Directions for this task: Only the lines from the one containing "Can you find the dark pavement?" to the end of the records belong in the output; print them exactly.

Records:

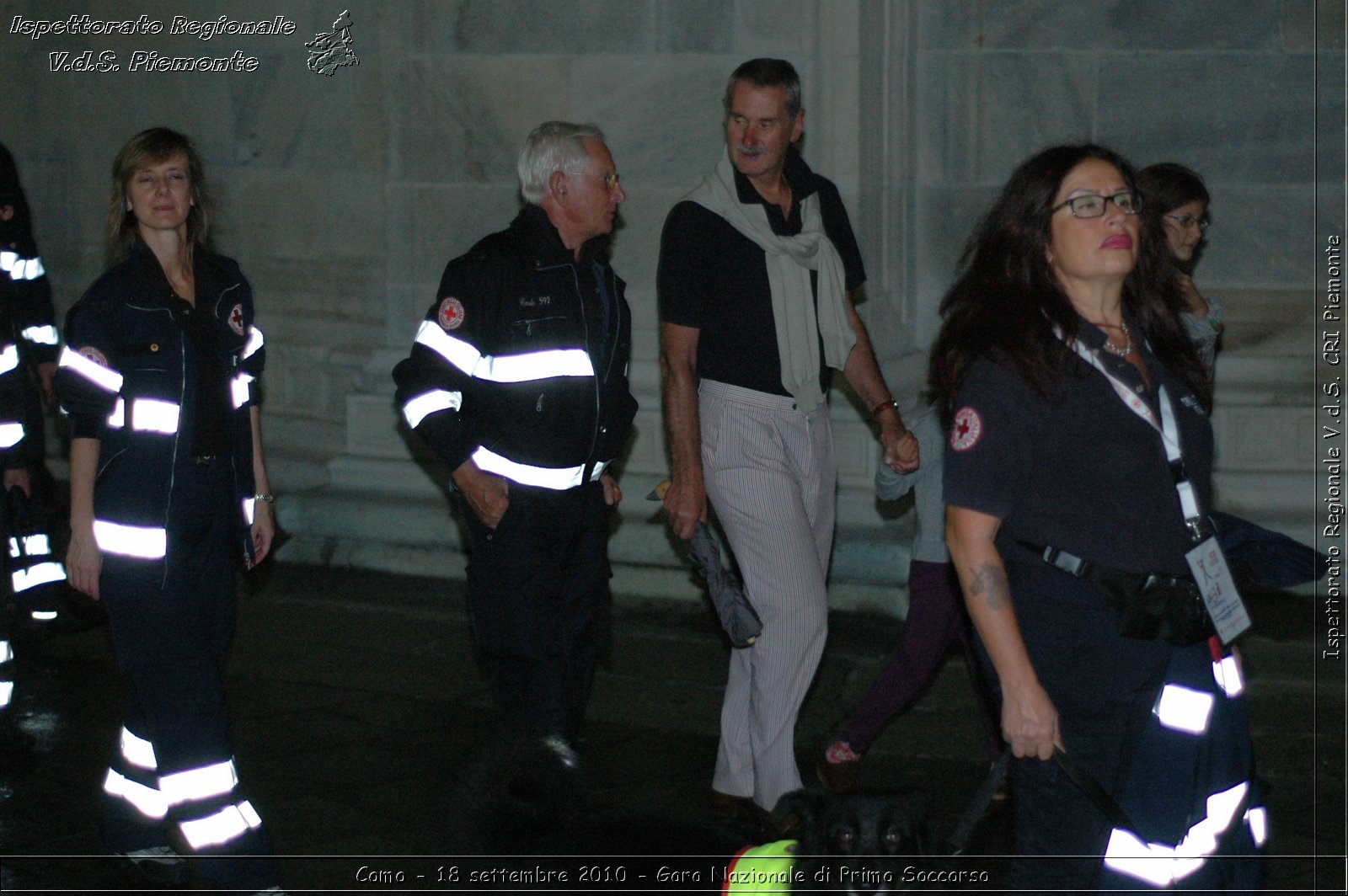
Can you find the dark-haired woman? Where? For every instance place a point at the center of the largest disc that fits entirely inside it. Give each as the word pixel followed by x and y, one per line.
pixel 168 488
pixel 1078 467
pixel 1177 204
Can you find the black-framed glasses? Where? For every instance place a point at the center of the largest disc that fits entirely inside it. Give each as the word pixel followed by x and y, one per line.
pixel 1092 205
pixel 1188 221
pixel 611 179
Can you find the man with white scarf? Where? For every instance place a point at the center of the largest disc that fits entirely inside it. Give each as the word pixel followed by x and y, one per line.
pixel 757 273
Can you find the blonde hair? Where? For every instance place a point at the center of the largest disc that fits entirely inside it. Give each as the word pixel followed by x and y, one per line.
pixel 150 147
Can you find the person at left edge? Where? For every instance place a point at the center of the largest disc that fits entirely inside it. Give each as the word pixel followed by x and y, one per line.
pixel 168 483
pixel 518 381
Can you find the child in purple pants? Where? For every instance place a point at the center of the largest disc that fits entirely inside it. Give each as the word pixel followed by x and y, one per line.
pixel 936 619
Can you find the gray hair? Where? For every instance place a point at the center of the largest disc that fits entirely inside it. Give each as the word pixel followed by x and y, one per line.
pixel 550 147
pixel 768 73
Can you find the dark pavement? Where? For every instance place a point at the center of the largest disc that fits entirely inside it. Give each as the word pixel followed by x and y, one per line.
pixel 361 725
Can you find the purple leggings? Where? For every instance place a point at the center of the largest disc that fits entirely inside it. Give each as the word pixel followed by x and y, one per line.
pixel 934 623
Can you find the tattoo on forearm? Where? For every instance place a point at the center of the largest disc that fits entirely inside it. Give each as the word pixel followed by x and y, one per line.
pixel 990 583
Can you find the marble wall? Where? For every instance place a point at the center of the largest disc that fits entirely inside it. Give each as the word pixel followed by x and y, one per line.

Solution to this task:
Can you find the dark pavement? Where? For every instance place a point at the center of the largest disc that fits entirely inside it. Give each as the word pixel followed by x and y, one per line.
pixel 361 725
Can you find the purple leggings? Where? For every instance place a point at the center of the largest disc that fits entirely inside it. Give each as the word pixel followed by x and y, one per line.
pixel 934 623
Can you find the tattoo on forearm? Where? For every instance place a point at the center of the largest disc that fits entirely inside it. Give each as the word pixel followed by x and y, one per line.
pixel 990 583
Can you find the marble wall? Where? For every instance place a point at the center of the largest disc that fits entirely inside it. Give each as the word pixel followed by x and y, one per line.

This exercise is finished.